Items listed in a dataset:
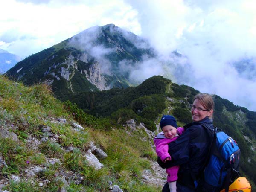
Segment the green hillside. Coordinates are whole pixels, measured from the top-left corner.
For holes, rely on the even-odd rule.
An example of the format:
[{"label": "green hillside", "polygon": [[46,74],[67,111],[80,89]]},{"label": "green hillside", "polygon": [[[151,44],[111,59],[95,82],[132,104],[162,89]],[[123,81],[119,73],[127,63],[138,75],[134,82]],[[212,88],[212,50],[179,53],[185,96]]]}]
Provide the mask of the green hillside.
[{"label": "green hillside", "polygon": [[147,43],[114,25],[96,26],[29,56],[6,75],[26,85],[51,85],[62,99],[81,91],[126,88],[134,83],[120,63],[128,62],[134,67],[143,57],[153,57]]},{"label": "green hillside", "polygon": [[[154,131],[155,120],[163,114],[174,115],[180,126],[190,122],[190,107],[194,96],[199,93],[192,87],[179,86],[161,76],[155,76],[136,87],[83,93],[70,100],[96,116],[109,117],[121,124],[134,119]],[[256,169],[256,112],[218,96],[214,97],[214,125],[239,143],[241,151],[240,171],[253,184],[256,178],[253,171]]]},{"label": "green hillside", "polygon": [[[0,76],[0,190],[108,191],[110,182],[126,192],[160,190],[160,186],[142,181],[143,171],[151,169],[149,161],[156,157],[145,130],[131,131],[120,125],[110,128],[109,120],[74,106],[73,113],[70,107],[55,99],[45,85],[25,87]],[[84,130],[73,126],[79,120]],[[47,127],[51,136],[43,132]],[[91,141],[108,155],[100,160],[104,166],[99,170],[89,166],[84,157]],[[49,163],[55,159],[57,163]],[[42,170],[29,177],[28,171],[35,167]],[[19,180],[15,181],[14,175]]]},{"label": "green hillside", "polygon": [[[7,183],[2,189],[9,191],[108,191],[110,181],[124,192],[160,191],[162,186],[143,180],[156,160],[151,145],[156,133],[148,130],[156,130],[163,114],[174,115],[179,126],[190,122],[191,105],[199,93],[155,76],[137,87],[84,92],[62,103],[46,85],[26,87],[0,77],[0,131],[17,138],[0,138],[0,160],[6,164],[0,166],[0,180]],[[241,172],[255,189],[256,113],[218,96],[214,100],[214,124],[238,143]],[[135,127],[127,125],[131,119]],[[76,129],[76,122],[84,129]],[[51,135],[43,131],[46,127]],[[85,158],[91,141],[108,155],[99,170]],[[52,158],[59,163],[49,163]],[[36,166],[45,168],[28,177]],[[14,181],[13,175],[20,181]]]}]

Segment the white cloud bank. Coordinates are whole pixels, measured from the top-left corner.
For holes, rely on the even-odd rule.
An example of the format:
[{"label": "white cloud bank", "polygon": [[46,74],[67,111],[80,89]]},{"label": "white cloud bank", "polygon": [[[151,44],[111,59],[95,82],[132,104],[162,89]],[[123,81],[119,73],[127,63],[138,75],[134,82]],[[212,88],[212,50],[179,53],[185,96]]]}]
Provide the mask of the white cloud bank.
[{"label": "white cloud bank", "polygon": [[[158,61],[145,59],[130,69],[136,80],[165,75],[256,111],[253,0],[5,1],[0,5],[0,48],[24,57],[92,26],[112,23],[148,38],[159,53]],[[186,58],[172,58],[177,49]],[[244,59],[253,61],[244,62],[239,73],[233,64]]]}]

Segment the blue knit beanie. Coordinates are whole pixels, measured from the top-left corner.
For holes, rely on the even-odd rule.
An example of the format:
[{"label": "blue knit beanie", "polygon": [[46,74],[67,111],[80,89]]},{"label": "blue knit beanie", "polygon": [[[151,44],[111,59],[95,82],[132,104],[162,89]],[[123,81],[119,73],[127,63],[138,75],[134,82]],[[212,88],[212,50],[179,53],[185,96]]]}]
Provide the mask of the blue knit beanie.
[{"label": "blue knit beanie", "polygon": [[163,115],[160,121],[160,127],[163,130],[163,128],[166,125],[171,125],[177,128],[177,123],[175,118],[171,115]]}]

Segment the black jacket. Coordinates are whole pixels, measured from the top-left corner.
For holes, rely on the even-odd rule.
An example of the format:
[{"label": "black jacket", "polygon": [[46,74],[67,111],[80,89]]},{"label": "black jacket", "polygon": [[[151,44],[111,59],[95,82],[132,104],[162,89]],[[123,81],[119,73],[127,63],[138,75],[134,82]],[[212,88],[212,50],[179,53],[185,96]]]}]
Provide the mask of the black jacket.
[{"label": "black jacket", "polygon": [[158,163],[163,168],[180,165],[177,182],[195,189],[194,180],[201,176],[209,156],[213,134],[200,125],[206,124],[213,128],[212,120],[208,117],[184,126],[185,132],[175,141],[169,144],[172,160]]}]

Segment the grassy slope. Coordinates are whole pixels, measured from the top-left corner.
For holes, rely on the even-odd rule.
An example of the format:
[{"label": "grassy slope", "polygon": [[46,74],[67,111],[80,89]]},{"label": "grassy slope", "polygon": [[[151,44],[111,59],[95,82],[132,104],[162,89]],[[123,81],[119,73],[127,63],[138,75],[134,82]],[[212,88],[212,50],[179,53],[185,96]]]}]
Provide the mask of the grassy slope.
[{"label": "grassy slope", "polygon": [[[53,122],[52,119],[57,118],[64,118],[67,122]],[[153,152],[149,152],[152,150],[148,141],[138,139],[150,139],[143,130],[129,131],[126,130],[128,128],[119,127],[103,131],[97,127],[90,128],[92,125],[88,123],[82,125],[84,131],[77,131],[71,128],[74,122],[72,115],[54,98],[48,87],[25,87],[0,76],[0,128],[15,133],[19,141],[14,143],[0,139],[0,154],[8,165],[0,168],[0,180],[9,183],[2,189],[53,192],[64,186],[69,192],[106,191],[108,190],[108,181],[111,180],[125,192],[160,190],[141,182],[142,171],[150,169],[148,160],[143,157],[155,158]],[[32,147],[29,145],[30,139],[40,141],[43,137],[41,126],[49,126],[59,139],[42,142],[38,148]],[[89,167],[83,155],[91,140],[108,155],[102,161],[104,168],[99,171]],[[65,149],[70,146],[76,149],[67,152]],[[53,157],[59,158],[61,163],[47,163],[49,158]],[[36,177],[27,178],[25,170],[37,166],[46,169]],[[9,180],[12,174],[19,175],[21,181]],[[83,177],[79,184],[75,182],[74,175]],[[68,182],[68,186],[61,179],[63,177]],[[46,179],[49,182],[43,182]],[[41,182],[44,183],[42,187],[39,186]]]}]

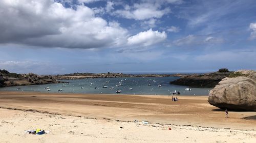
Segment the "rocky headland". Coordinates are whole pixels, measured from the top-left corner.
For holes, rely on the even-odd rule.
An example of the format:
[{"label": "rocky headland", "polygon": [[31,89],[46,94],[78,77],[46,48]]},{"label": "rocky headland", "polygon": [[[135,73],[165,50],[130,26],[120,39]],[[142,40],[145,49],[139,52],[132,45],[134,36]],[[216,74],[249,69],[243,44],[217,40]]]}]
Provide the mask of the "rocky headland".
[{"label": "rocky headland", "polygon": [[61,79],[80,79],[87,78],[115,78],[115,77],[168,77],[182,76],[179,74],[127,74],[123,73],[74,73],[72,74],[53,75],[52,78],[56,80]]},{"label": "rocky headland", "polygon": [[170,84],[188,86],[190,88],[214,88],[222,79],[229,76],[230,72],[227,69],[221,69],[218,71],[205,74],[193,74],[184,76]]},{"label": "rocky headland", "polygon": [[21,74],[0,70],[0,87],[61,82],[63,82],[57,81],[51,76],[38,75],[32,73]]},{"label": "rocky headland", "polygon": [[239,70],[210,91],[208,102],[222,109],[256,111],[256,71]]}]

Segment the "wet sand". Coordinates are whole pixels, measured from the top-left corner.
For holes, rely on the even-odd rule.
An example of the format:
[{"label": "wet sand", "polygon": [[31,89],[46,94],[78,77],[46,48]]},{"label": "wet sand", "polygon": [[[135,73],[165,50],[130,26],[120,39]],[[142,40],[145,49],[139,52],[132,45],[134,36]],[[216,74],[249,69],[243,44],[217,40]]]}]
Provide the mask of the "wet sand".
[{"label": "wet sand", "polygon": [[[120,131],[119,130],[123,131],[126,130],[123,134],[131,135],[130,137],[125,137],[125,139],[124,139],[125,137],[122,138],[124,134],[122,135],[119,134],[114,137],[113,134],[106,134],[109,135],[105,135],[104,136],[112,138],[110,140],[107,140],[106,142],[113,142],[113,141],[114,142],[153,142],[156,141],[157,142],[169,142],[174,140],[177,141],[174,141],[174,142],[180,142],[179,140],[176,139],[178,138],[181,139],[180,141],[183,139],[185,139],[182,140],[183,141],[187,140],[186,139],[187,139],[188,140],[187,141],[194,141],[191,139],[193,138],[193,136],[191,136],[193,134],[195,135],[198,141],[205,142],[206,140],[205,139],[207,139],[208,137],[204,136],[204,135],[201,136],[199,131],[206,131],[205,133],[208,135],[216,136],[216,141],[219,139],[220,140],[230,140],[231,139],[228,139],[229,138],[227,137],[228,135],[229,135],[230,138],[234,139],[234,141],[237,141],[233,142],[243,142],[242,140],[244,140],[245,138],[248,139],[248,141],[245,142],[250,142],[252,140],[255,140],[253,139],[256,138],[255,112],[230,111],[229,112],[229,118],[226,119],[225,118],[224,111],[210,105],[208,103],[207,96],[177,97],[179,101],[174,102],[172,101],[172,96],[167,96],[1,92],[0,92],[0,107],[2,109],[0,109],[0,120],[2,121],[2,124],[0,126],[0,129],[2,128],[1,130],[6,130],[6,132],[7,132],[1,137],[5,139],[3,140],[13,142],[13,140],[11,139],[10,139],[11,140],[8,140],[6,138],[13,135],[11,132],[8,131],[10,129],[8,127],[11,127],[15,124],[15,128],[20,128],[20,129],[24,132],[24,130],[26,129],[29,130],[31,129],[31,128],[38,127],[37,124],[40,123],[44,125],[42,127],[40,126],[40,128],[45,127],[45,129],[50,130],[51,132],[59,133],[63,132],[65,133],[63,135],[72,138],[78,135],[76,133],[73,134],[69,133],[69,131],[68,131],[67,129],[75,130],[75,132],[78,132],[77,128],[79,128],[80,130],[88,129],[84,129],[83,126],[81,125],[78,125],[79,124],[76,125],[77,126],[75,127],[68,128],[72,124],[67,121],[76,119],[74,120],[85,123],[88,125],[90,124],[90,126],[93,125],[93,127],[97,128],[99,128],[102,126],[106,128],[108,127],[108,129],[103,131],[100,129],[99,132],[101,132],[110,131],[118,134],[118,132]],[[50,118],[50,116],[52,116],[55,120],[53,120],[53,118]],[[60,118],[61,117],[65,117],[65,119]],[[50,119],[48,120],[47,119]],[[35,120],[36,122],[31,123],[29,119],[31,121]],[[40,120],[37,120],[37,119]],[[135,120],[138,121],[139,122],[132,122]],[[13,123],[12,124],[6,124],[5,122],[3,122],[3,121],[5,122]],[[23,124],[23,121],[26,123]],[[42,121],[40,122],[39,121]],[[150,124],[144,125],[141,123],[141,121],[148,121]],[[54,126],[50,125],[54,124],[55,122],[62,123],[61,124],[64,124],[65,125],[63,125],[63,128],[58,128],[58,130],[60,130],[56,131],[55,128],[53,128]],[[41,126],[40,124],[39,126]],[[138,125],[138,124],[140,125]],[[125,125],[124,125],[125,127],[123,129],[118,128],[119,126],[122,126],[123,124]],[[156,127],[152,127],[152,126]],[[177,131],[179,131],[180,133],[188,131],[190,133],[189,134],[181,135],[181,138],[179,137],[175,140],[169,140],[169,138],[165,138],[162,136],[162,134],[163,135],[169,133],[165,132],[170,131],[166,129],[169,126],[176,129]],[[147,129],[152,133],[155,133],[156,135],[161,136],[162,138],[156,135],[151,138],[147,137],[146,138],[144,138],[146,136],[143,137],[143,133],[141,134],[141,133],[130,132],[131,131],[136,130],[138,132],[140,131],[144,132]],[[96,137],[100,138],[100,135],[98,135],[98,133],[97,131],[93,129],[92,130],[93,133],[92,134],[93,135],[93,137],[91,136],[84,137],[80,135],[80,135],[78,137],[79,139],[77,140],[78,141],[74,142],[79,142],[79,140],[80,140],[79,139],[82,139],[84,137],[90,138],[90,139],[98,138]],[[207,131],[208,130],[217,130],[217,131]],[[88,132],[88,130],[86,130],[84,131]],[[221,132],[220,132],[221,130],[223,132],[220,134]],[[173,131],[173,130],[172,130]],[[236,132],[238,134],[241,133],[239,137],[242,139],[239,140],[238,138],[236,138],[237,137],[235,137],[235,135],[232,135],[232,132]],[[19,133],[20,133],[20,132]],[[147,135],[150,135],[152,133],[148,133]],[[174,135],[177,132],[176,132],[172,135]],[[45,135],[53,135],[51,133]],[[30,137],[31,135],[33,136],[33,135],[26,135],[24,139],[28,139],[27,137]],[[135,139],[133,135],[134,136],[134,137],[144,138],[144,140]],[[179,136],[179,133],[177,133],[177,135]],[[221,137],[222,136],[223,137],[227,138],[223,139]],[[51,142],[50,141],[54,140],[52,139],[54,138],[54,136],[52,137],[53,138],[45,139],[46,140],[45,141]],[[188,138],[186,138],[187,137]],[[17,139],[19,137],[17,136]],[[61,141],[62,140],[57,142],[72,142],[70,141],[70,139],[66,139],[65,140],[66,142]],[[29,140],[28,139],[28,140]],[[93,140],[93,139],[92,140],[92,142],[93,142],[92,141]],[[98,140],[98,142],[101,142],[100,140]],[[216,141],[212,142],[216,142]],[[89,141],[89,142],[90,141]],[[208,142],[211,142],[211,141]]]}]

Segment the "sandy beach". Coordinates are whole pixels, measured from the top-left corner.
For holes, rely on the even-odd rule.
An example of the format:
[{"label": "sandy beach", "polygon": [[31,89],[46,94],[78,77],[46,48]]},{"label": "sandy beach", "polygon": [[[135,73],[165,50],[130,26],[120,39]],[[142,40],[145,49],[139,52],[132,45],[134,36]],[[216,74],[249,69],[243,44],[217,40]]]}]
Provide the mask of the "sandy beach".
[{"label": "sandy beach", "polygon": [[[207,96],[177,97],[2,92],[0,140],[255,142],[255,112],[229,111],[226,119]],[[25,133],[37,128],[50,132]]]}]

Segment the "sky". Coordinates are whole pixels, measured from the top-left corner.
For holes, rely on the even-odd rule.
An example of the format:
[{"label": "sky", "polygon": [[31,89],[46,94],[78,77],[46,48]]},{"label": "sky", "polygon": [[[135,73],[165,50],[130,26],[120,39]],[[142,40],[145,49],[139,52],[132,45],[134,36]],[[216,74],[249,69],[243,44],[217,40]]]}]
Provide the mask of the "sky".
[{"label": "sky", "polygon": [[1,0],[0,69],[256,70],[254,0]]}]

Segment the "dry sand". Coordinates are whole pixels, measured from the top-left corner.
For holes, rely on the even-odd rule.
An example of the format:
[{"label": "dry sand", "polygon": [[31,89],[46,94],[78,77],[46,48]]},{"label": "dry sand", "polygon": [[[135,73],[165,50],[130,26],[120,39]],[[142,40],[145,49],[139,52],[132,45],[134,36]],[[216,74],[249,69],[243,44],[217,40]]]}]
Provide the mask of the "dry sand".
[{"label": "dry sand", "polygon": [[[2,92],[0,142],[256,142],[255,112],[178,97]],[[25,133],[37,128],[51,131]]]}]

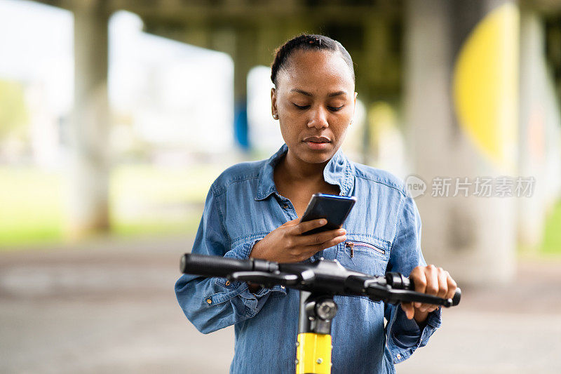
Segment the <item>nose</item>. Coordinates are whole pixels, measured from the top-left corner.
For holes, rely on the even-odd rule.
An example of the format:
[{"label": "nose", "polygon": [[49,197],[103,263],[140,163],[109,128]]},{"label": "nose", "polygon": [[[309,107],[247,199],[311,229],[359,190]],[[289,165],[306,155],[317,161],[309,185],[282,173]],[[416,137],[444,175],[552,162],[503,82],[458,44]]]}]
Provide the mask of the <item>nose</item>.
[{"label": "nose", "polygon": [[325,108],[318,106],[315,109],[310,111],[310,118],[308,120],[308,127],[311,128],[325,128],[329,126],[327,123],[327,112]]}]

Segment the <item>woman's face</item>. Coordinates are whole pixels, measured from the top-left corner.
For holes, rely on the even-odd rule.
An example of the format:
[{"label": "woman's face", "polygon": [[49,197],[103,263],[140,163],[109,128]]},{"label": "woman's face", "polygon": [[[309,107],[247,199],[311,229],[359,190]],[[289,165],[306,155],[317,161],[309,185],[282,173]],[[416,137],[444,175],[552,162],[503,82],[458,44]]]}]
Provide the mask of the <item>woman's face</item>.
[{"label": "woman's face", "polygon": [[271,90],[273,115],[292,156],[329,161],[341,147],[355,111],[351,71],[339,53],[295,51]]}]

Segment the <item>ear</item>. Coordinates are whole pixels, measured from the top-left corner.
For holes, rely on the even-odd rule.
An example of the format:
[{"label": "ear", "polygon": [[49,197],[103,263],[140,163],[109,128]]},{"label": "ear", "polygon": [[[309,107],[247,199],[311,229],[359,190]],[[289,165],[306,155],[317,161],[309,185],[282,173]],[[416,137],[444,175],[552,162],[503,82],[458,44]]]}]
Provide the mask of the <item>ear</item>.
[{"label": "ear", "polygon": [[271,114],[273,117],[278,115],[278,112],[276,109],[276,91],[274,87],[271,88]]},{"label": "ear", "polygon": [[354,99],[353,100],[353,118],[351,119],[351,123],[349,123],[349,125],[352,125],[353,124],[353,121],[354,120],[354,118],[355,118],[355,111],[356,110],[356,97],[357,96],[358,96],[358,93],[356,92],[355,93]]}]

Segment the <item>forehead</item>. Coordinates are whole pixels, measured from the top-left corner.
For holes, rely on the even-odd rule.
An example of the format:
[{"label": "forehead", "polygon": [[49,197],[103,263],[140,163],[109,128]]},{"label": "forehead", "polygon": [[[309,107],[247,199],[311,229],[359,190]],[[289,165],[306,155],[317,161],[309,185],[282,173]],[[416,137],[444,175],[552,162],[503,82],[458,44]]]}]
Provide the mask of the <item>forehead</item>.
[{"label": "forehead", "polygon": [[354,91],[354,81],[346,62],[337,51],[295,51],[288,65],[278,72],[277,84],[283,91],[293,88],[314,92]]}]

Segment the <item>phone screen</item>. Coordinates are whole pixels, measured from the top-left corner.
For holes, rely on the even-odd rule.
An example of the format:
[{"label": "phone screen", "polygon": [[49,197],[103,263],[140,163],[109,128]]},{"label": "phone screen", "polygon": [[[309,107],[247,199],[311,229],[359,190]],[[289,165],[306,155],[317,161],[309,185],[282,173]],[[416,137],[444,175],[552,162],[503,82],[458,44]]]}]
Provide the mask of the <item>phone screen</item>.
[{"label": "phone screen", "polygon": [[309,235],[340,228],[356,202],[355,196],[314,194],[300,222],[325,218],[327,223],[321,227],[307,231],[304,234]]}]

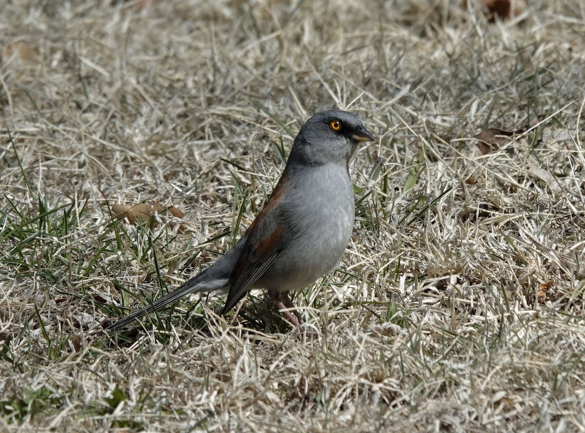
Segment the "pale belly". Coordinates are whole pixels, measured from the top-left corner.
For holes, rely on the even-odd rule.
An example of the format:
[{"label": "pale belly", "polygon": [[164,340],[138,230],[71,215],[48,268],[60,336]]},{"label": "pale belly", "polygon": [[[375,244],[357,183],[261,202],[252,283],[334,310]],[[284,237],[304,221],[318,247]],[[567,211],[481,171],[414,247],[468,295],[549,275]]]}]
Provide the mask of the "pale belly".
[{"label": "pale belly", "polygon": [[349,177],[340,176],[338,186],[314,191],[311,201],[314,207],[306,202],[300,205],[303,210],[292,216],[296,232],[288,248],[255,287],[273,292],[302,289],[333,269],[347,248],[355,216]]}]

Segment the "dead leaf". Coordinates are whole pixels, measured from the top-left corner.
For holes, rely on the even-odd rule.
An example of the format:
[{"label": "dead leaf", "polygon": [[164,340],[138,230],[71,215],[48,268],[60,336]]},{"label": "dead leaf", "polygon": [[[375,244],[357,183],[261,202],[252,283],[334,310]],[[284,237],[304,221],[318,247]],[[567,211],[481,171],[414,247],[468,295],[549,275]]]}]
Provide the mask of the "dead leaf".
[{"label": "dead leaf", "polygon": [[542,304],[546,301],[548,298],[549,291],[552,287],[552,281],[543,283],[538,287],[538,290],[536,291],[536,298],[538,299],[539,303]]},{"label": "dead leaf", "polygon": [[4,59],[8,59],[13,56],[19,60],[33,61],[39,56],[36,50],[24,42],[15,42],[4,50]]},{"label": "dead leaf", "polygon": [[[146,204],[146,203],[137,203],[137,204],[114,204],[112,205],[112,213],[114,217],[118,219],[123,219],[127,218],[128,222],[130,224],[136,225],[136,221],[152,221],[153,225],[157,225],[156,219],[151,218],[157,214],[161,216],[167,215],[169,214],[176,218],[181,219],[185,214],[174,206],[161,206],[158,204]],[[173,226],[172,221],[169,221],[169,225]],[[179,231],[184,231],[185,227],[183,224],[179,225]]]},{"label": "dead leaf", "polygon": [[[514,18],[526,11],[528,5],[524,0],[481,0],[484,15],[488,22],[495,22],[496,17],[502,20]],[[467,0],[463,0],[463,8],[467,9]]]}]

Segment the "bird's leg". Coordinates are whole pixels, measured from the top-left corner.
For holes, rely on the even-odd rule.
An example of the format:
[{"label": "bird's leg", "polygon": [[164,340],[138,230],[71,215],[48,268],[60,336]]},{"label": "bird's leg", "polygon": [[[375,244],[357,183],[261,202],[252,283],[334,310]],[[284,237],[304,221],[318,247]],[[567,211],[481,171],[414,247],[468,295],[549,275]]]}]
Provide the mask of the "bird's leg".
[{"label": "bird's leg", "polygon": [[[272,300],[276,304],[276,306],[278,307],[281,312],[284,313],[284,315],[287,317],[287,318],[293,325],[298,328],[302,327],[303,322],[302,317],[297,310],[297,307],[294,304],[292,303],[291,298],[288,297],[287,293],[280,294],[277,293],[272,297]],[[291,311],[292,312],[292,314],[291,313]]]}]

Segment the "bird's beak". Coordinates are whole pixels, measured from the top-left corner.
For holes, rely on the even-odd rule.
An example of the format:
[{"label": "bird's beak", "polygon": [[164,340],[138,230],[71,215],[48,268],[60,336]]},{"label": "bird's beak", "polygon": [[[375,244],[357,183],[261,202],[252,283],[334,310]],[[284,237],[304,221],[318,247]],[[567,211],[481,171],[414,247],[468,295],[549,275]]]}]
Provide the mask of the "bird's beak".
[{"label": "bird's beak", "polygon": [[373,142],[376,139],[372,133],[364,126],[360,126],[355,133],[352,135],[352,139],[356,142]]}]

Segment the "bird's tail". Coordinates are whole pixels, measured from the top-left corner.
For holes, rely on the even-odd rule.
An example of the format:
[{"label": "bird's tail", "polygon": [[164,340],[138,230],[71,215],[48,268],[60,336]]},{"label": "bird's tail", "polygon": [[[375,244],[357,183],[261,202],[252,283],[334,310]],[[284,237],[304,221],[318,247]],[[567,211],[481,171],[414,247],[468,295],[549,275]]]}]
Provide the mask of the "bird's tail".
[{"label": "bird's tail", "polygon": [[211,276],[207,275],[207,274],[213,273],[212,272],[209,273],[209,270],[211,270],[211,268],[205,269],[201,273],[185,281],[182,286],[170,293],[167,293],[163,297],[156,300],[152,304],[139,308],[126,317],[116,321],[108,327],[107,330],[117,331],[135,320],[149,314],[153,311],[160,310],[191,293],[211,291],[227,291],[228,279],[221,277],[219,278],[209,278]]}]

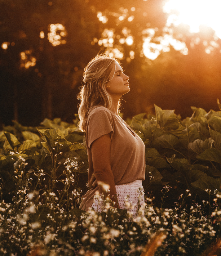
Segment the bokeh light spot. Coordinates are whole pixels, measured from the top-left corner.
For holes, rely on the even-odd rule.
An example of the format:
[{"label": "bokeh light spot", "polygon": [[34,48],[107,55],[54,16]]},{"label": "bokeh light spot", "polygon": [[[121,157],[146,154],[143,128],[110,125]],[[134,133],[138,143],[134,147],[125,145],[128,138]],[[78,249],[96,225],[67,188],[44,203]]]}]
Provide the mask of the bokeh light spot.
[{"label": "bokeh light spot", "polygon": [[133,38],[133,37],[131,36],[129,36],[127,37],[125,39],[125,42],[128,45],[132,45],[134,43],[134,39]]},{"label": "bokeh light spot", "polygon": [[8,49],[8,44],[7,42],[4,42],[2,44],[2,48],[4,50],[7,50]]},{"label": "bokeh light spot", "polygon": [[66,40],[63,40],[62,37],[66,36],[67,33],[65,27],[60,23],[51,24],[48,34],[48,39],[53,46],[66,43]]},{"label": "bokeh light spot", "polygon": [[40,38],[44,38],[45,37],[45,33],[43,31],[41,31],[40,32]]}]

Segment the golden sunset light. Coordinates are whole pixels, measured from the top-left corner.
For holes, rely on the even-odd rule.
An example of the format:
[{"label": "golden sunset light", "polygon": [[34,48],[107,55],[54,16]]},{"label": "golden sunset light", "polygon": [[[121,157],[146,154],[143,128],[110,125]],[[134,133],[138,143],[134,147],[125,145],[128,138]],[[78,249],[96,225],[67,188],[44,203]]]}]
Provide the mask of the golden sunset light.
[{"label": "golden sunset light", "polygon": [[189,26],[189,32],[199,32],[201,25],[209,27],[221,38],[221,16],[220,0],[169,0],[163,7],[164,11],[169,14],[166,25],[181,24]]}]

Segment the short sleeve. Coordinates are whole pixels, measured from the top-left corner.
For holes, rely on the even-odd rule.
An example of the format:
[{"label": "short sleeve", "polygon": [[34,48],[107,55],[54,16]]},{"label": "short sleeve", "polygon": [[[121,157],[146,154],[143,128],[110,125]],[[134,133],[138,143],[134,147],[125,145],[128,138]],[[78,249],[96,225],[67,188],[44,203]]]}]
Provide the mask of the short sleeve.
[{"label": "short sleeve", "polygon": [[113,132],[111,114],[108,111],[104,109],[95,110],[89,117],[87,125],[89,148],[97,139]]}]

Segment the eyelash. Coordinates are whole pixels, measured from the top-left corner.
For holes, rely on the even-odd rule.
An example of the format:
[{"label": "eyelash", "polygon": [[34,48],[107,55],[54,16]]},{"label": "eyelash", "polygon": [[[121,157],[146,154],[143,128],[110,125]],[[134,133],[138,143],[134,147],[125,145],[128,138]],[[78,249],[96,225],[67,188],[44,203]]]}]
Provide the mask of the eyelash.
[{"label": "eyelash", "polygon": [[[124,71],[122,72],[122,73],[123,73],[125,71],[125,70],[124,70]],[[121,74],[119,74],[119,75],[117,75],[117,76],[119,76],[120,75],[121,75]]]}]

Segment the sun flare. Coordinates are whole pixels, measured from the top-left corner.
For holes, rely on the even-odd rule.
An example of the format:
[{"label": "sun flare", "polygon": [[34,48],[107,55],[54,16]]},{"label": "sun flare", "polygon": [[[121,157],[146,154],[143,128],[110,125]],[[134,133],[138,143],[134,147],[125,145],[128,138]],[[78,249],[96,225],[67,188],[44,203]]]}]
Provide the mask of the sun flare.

» WRITTEN REQUEST:
Change "whole pixels" to "integer pixels" in the lines from the start of the items listed in this dataset through the line containing "Provide the mask of the green hillside.", inclusive, and leave everything else unchanged. Return only those lines, omitting the pictures.

» OUTPUT OF THE EXERCISE:
Segment the green hillside. Coordinates are integer pixels, measured from the top-left corner.
For holes, rely on the even-odd rule.
An example of the format:
[{"label": "green hillside", "polygon": [[46,74],[67,111],[80,89]]},{"label": "green hillside", "polygon": [[[151,44],[111,59],[95,82],[132,104],[162,89]],[[123,81],[119,73],[127,63],[138,75],[134,82]],[[212,88],[212,50],[179,53],[185,96]]]}]
Provide the mask of the green hillside.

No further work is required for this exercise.